• **WHAT YOU ARE ASKED TO DO**: From the first line to the last, restate the data word for word.

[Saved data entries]
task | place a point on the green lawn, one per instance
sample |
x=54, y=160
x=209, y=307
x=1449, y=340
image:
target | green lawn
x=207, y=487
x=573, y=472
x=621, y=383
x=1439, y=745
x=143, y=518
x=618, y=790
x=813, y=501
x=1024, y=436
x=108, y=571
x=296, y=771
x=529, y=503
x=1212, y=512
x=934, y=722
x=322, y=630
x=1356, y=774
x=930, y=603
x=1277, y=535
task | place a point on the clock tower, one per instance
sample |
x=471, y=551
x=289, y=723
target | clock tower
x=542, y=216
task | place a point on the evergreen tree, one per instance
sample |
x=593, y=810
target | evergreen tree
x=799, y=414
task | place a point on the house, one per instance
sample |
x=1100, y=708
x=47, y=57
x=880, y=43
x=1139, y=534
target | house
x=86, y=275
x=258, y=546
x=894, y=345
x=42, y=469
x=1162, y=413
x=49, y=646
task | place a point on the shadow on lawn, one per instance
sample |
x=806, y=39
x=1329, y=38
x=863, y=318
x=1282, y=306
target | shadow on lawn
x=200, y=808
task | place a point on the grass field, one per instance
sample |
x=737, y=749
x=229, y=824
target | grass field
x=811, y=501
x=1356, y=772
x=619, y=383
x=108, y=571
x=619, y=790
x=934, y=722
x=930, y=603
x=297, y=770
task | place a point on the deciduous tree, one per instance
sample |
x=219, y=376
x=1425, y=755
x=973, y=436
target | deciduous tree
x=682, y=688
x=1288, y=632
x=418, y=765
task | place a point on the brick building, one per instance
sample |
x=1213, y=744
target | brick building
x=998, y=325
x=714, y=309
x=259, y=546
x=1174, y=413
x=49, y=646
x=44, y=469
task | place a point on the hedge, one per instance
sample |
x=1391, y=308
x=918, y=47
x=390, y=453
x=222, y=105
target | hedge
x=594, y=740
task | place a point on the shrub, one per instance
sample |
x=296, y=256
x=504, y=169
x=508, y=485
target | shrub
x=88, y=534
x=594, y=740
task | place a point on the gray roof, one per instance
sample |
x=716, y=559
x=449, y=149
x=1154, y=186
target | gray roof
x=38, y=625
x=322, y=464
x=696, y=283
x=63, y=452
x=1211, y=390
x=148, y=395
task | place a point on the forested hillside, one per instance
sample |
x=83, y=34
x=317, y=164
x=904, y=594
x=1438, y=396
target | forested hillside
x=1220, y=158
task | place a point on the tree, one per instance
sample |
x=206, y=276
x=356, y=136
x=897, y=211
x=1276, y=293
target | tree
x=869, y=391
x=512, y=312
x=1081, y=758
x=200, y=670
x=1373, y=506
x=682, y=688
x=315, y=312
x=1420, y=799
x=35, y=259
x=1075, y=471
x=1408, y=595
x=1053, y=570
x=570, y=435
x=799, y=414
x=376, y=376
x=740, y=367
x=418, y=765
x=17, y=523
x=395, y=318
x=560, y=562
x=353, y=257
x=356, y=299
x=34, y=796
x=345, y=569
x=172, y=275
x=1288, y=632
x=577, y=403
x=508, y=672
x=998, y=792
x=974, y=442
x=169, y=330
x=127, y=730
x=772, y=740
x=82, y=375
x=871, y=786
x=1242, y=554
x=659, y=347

• **ANSWER TO THIS PROBLEM**:
task | place a point on the green lawn, one per instance
sample |
x=54, y=160
x=209, y=307
x=1449, y=340
image:
target | green lawn
x=207, y=487
x=573, y=472
x=621, y=383
x=1439, y=745
x=143, y=518
x=618, y=790
x=813, y=501
x=1024, y=436
x=108, y=571
x=296, y=771
x=529, y=503
x=1212, y=512
x=934, y=722
x=322, y=630
x=1356, y=774
x=930, y=603
x=1277, y=535
task | place a point on the clock tower, one per instance
sample |
x=471, y=551
x=289, y=723
target | clock tower
x=542, y=216
task | place a point on the evergreen tree, one per instance
sample |
x=593, y=810
target | evergreen tree
x=799, y=414
task | place a point on the house, one per instance
sample |
x=1100, y=708
x=47, y=57
x=880, y=43
x=1139, y=534
target | house
x=86, y=275
x=258, y=546
x=894, y=345
x=42, y=469
x=1162, y=413
x=49, y=646
task | place a point on the shadow on lawn, one per instance
sample |
x=806, y=39
x=1329, y=38
x=863, y=318
x=1282, y=306
target | shadow on lawn
x=200, y=808
task | place a point on the grass field, one per instance
sample |
x=737, y=749
x=229, y=824
target | grass field
x=811, y=501
x=1356, y=772
x=619, y=383
x=108, y=571
x=619, y=790
x=934, y=722
x=930, y=603
x=297, y=770
task | place a point on the deciduous tree, one per instance
sample |
x=219, y=376
x=1425, y=755
x=973, y=436
target | deciduous tree
x=682, y=688
x=1288, y=632
x=418, y=765
task | place a point on the brick building, one per instance
sample |
x=1213, y=744
target | brick building
x=998, y=325
x=714, y=309
x=259, y=546
x=1174, y=413
x=49, y=646
x=44, y=469
task | place a point on the hedge, one per instance
sample |
x=1391, y=308
x=918, y=47
x=390, y=453
x=222, y=105
target | hedge
x=594, y=740
task | place a point on the shrub, one per instance
sample |
x=296, y=256
x=504, y=169
x=508, y=485
target | shrub
x=88, y=534
x=594, y=740
task | place a point on the gray roof, one per instance
sample |
x=716, y=559
x=449, y=149
x=1154, y=186
target | gray roof
x=38, y=625
x=322, y=464
x=696, y=283
x=63, y=452
x=1211, y=390
x=148, y=395
task | place a point on the forested hillside, one per instance
sample |
x=83, y=34
x=317, y=164
x=904, y=594
x=1438, y=396
target | forested hillside
x=1220, y=158
task | place a point on the tree, one per instance
sample |
x=206, y=276
x=356, y=136
x=897, y=211
x=1276, y=293
target | tree
x=869, y=391
x=512, y=312
x=1081, y=758
x=200, y=670
x=1373, y=506
x=682, y=688
x=315, y=312
x=1420, y=799
x=35, y=259
x=1075, y=471
x=1408, y=595
x=1053, y=570
x=570, y=435
x=799, y=414
x=376, y=376
x=740, y=367
x=418, y=765
x=17, y=523
x=395, y=318
x=560, y=562
x=353, y=257
x=356, y=299
x=34, y=796
x=345, y=569
x=172, y=275
x=1288, y=632
x=577, y=403
x=508, y=672
x=998, y=792
x=974, y=442
x=169, y=330
x=127, y=730
x=772, y=740
x=82, y=375
x=871, y=786
x=1242, y=554
x=659, y=347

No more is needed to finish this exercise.